[WRITTEN PROBLEM]
Every entry that follows should be reproduced exactly.

---+---

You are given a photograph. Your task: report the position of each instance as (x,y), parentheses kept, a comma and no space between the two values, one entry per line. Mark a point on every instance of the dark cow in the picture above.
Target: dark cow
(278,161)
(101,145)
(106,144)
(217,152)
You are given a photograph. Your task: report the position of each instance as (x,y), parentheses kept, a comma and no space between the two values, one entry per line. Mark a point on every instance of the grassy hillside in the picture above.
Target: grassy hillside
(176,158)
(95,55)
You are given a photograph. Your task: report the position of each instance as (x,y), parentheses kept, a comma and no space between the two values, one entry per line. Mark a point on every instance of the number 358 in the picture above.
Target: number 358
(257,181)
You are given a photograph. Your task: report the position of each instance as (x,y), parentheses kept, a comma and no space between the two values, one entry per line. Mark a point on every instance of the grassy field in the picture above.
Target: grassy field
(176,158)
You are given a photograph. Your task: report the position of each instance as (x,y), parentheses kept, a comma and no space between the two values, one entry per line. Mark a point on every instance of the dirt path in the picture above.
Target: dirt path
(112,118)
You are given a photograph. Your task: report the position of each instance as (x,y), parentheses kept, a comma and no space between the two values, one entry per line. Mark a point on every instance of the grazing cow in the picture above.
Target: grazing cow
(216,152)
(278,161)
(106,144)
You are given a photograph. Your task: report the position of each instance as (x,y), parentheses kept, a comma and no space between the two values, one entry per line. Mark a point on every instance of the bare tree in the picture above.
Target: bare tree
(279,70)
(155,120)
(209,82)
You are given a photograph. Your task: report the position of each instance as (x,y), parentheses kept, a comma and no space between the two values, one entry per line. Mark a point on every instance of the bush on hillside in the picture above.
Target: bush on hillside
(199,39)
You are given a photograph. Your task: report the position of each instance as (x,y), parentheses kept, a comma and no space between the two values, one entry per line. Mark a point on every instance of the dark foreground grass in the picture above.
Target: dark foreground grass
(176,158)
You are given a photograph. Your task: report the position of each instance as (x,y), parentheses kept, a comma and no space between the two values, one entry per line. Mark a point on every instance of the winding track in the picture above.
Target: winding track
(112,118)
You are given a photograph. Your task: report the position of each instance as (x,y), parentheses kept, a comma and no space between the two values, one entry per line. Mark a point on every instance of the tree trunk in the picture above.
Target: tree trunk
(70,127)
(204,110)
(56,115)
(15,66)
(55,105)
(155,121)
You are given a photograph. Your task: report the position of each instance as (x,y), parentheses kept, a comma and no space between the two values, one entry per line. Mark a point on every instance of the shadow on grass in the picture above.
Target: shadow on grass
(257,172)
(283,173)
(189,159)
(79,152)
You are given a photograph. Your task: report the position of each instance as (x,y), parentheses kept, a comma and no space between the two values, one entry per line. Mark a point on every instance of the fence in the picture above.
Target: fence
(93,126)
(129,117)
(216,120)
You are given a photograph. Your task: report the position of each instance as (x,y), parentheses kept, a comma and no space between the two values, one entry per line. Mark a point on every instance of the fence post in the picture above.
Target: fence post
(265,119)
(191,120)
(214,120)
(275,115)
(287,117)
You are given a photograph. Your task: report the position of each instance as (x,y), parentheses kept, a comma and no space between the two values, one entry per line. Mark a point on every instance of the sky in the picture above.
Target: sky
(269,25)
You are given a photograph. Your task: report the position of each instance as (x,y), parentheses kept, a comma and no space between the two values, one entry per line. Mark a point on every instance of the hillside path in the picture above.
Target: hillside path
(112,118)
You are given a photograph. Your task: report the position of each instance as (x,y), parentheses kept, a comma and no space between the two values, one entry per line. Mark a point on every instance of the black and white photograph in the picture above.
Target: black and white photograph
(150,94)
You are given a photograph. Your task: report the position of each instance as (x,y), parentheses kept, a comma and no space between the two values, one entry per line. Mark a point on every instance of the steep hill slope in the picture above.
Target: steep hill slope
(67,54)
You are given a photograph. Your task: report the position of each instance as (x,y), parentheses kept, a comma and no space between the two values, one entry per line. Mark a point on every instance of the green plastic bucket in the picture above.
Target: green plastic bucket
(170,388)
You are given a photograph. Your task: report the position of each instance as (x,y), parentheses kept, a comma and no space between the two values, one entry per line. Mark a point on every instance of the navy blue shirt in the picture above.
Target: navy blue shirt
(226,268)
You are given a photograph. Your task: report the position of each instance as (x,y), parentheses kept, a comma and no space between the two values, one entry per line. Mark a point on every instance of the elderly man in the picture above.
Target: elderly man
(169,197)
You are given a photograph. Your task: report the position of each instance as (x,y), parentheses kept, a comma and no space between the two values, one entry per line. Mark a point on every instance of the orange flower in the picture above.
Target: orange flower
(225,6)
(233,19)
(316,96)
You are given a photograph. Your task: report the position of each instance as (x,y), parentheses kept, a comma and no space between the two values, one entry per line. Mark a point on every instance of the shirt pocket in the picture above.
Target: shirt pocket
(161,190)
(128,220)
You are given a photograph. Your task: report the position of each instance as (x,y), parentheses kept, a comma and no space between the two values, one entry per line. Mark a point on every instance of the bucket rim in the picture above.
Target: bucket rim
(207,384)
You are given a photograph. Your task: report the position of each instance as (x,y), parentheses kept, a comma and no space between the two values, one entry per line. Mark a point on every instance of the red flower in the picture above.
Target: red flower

---+---

[ANSWER TO THIS EXERCISE]
You are given a photograph. Your task: report the position of each instance as (x,y), parentheses kept, a comma and no space between the two values, one entry per line. Mark a point on every instance of the dark cow in the picture above.
Target: dark cow
(278,161)
(101,145)
(106,144)
(217,152)
You are given a photograph. Your task: report the position of each instance as (x,y), parentheses kept, a comma and no space between the two values, one entry per line. Mark a point on every instance of the grassy hillside in the picture above.
Target: grassy hillside
(176,158)
(95,55)
You are given a photograph. Your task: report the position of each instance as (x,y), parentheses kept, a comma and no space between the two values, one entry per line. Mark a point on every instance of the number 358 in the picture above.
Target: number 358
(257,181)
You are given a photograph. Your task: report the position of each instance as (x,y), parentheses kept, a comma and no space between the two values, one entry per line. Mark a point on every instance of the grassy field in the picture above.
Target: grassy field
(176,158)
You are given a photograph. Your task: report the position of each instance as (x,y), parentheses kept, a comma and no space between the two values, one entry per line. Mark a point on every instance of the dirt path in the picture above.
Target: dirt path
(112,118)
You are given a photograph. Your task: report the position of each instance as (x,y), parentheses kept, a comma and no space between the two values, one entry per line. Mark a point on every instance of the grazing cow in the picture above.
Target: grazing cow
(216,152)
(278,161)
(106,144)
You are given a photograph. Your task: report the position of each instance as (x,y), parentheses kept, a comma and no space between the two values, one entry per line. Mark a point on every instance of the bare tree in the picture above.
Target: bare tree
(279,70)
(155,120)
(209,82)
You are given a photograph. Your task: report the position of each instance as (x,y), parentheses kept, a comma and no space between the two values, one entry per line. Mark a point on every instance of the bush on hillside in the picture above.
Target: bush on hillside
(199,39)
You are given a photograph. Your task: report the position of each instance as (x,y), parentheses kept, a comma and no space between the two values, one entry per line. Mark a point on every instance of the dark foreground grass in the picture above.
Target: dark foreground grass
(176,158)
You are given a photograph. Your task: report the position of each instance as (x,y), parentheses kept, a comma and no space between the two values, one entry per line. Mark a point on every instance of the winding track in the picture above.
Target: winding track
(112,118)
You are given a photograph. Your task: report the position of each instance as (x,y), parentheses kept, a comma and no space between the two values, one entry per line. Mark a point on every instance of the tree trunk in the picture above.
Target: tree trunk
(70,127)
(204,110)
(56,115)
(15,66)
(55,105)
(155,121)
You are given a photograph. Your task: report the position of each instance as (x,y), parentheses kept, a comma and no space between the two values, one entry per line. Mark a point on every instance of the shadow on grass in the picture above.
Target: shadow on grass
(257,172)
(283,173)
(189,159)
(79,152)
You are given a photograph. Your task: report the position of each instance as (x,y), parentheses kept, a comma and no space between the two values, one entry per line. Mark a point on every instance of the fence in the picture above.
Target: fence
(93,126)
(129,117)
(216,120)
You are given a photograph. Your task: report the position of each instance as (x,y), parentheses kept, a comma and no space between the two values, one entry per line. Mark a point on every instance of the fence post in the picture above.
Target: fence post
(265,119)
(191,120)
(214,120)
(275,115)
(287,117)
You are given a photograph. Your task: report the position of each instance as (x,y), parentheses kept, a comma and no space between the two values, one entry per line. Mark a point on every instance of the sky in the picture above.
Target: sky
(269,25)
You are given a photograph. Your task: report the position of each instance as (x,y), parentheses kept, a comma and no space between the two values, one entry per line. Mark a point on every instance of the hillside path in the picture above.
Target: hillside path
(112,118)
You are given a photograph. Your task: report the position of each instance as (x,y), parentheses kept, a comma and no space between the two values, one entry per line. Mark a point on every instance of the black and white photograph in the picture above.
Target: black and white photograph
(150,94)
You are given a photograph. Your task: report the position of each instance as (x,y), parentheses kept, a comma and no space between the two values, one entry per line. Mark a point on every instance of the steep hill slope in the picture above.
Target: steep hill slope
(67,54)
You are given a photograph. Your task: report the position of each instance as (x,y), parentheses kept, a comma and no space between the two values, one entry per line. Mark a point on every instance of the green plastic bucket in the picture above.
Target: green plastic bucket
(170,388)
You are given a photograph. Your task: report the position of each instance as (x,y), parentheses kept, a comma and no space between the two values, one entry per line. Mark a point on every instance of the navy blue shirt in the picture above.
Target: navy blue shirt
(226,268)
You are given a photograph. Your task: report the position of each instance as (x,y), parentheses kept, a comma and no space between the two values, one entry per line. Mark a point on every instance of the elderly man in the picture above.
Target: elderly man
(169,197)
You are given a photograph. Your task: report the position of each instance as (x,y), parentheses kept, a comma and no space between the two values, one entry per line. Mark a point on every instance of the orange flower in the picture above.
Target: orange flower
(225,6)
(233,19)
(316,96)
You are given a photograph. Your task: report the position of each instance as (x,y), parentheses kept, a comma and no space between the two values, one entry per line. Mark a point on every instance of the shirt pocket in the picture above.
Target: shirt pocket
(161,190)
(128,220)
You are given a photograph. Your task: report the position of each instance as (x,y), parentheses kept, a comma and no space between the two values, one entry per line. Mark a point on every instance of the bucket rim in the picture above.
Target: bucket rim
(207,384)
You are given a photograph. Your task: report the position of each instance as (x,y), parentheses kept, a comma and no space between the two values, one entry per line. Mark a point on every instance of the red flower in the picture above.
Target: red flower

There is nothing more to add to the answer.